Region annotation entries

--- START ---

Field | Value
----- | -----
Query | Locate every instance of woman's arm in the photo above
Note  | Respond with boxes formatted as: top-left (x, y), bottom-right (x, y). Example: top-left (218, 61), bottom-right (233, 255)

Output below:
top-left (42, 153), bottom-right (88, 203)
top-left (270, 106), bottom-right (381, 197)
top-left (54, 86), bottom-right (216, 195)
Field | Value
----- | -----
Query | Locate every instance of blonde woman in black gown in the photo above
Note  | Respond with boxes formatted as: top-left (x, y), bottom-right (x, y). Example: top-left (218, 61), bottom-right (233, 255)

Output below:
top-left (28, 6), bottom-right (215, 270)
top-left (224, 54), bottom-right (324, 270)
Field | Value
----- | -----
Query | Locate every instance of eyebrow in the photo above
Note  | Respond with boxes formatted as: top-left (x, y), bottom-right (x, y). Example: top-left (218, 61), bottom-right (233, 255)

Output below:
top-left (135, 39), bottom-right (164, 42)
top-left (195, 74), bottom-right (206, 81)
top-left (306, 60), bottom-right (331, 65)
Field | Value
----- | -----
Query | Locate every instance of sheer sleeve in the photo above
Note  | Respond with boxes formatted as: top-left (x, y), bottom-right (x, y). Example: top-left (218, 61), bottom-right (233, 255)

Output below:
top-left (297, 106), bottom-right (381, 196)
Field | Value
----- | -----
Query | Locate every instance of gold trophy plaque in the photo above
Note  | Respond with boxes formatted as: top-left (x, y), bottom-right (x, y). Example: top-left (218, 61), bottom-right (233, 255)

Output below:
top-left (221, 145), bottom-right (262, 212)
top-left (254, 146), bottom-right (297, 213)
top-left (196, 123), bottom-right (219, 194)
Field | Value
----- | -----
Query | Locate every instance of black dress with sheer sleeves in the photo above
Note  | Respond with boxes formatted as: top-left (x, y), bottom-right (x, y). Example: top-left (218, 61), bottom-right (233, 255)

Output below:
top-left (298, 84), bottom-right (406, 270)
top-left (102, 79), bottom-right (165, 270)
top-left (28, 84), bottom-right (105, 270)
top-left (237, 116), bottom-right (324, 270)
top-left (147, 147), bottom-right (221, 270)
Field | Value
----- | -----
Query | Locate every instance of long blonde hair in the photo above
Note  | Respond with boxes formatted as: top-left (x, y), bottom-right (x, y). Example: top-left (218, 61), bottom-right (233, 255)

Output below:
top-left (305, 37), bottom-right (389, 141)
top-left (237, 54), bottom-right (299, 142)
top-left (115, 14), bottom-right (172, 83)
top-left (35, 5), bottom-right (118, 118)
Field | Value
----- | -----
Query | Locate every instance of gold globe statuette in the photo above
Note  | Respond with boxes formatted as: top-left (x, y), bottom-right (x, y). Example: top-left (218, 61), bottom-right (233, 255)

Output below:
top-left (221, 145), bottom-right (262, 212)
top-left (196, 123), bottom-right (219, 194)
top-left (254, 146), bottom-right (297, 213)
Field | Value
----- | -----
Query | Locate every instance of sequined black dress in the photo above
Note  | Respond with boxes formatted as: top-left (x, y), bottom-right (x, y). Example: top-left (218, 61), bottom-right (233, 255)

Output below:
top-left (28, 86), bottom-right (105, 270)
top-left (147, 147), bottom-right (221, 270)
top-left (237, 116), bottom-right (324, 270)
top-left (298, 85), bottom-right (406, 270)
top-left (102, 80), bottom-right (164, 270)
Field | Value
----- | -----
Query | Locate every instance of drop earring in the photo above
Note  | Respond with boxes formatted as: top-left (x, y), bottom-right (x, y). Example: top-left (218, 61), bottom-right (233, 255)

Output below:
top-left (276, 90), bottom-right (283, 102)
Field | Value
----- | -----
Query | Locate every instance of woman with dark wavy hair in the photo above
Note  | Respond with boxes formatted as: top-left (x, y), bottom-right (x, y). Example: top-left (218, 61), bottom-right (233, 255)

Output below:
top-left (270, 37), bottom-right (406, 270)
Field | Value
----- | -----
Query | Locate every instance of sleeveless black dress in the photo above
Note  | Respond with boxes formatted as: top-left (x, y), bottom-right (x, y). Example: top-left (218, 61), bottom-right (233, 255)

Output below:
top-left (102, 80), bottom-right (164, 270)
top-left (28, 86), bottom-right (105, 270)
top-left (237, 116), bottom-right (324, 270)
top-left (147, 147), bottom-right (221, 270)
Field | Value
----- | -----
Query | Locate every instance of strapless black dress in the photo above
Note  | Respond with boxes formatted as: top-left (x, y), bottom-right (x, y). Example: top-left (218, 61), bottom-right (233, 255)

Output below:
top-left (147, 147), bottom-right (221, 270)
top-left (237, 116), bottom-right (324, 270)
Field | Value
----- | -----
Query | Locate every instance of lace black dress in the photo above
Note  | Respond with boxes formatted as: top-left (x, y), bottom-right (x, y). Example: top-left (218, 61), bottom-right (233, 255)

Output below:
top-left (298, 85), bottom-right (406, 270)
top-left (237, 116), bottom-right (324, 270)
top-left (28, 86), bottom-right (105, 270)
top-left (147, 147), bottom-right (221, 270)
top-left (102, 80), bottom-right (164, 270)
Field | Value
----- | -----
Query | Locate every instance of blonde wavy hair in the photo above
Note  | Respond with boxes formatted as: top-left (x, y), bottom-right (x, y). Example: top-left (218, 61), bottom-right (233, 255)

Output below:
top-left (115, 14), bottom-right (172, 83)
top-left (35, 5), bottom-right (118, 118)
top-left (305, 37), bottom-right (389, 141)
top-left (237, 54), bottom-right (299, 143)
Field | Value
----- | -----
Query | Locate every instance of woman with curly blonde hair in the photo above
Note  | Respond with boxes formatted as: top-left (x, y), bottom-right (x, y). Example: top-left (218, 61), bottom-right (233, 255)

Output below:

--- END ---

◆ STATED GOAL
Which lines in the entries above contain the word "woman"? List each of those lines in full, matching the word's case exactly.

◆ RESPONSE TO THIS EXERCISE
Query | Locate every instance of woman's arm in the photo above
Query | Locate every instance of blonde woman in black gown in the photo above
Query | Locate every instance of woman with dark wavy hair in the photo above
Query | Locate every instance of woman with curly blonde hair in the photo above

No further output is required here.